This is an archive of the discontinued LLVM Phabricator instance.

[RISCV] Reverse the order of loading/storing callee-saved registers.
ClosedPublic

Authored by HsiangKai on Nov 16 2021, 12:24 AM.

Details

Summary

Currently, we restore the return address register as the last restoring
instruction in the epilog. The next instruction is ret usually. It is
a use of return address register. In some microarchitectures, there is
load-to-use data hazard. To avoid the load-to-use data hazard, we could
separate the load instruction from its use as far as possible. In this
patch, we reverse the order of loading/storing callee-saved registers to
increase the distance of load ra and ret in the epilog.

Diff Detail

Event Timeline

HsiangKai created this revision.Nov 16 2021, 12:24 AM
HsiangKai requested review of this revision.Nov 16 2021, 12:24 AM
Herald added a project: Restricted Project. · View Herald TranscriptNov 16 2021, 12:24 AM

What's the benefit of reversing the spills? Seems unnecessary to me. GCC will emit spills and loads in the same order for RISC-V.

Though, I'm unconvinced about whether the hazard in the epilogue matters in practice. In a simple in-order micoarchitecture if restoring ra stalls then it doesn't matter where that is, you can't execute out-of-order. In a superscalar core you'll just speculate past the ret anyway, which should predict accurately for anything with a half-decent RAS, though I guess you'll have unresolved speculation for longer that might be an issue. Is there a particular microarchitecture you've measured an appreciable difference for this on?

Though, I'm unconvinced about whether the hazard in the epilogue matters in practice. In a simple in-order micoarchitecture if restoring ra stalls then it doesn't matter where that is, you can't execute out-of-order. In a superscalar core you'll just speculate past the ret anyway, which should predict accurately for anything with a half-decent RAS, though I guess you'll have unresolved speculation for longer that might be an issue. Is there a particular microarchitecture you've measured an appreciable difference for this on?

What if there are two bubbles between load instruction and the using instruction in the pipeline? In the current RISC-V LLVM implementation, there is only one instruction, i.e., stack pointer adjustment, between load ra and ret. The ret will cost an additional cycle for the bubble unless we schedule the epilogue to fill the bubble. However, there is no scheduling for epilogue code in LLVM. In GCC implementation, it will put the load ra at first in the epilogue code. Here is an example. https://godbolt.org/z/3rnfrcnhT

I agree we could keep the order of prologue in the current implementation. I reorder them just for symmetry. It is not necessary in this patch. The point is to reorder the epilogue restoring code.

§ Record set:

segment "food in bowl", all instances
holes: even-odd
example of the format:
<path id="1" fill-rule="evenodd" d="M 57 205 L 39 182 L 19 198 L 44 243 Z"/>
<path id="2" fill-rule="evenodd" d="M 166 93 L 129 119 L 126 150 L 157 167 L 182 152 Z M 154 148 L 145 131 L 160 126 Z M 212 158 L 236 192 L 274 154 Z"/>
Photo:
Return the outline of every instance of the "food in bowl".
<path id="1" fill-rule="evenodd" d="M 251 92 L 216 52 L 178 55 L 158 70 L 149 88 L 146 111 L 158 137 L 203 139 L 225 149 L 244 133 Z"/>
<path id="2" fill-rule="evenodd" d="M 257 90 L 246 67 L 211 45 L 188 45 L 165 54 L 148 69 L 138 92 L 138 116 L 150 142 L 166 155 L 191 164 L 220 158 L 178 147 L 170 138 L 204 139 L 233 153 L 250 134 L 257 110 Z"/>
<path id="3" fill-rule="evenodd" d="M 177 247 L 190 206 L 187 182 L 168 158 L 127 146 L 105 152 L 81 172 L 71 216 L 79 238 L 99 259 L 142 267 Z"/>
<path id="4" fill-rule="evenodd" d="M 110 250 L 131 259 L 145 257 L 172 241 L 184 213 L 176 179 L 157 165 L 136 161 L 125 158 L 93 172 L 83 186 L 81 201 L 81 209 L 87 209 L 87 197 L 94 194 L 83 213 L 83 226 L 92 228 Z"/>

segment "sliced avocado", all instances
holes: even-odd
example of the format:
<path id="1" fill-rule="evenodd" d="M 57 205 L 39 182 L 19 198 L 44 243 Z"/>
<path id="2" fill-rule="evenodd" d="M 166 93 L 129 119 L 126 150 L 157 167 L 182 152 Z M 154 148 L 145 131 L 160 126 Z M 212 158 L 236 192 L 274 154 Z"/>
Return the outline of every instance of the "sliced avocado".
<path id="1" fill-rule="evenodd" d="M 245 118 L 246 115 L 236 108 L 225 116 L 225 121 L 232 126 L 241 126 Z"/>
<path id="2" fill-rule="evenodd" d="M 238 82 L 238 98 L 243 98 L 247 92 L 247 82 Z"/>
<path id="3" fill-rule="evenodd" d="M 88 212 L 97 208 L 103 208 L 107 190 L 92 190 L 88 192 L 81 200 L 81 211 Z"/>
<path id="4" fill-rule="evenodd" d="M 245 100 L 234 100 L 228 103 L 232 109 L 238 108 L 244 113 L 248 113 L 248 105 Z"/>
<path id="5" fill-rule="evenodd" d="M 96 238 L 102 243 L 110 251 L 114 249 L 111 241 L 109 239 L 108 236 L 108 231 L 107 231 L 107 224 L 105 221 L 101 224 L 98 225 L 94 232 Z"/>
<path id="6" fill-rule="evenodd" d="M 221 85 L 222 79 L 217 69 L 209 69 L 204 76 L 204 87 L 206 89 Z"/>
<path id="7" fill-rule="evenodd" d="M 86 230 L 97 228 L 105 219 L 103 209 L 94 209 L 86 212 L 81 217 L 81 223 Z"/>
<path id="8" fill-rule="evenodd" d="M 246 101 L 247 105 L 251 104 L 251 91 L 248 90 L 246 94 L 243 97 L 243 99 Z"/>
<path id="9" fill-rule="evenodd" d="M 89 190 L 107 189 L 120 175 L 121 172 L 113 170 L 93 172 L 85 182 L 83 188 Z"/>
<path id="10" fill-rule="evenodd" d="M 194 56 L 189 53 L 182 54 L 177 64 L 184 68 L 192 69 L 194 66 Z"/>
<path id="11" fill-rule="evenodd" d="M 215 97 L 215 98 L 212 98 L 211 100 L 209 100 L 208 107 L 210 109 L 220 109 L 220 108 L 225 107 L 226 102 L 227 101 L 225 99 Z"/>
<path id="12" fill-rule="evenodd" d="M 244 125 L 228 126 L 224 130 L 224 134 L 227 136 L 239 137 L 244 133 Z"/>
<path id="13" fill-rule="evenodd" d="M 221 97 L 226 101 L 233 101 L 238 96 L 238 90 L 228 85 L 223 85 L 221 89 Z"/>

§ Problem statement: Pull out the passage in the RISC-V patch review that starts at "This is an archive" and ends at "2021, 12:24 AM.", copying it word for word.

§ Full output:
This is an archive of the discontinued LLVM Phabricator instance.

[RISCV] Reverse the order of loading/storing callee-saved registers.
ClosedPublic

Authored by HsiangKai on Nov 16 2021, 12:24 AM.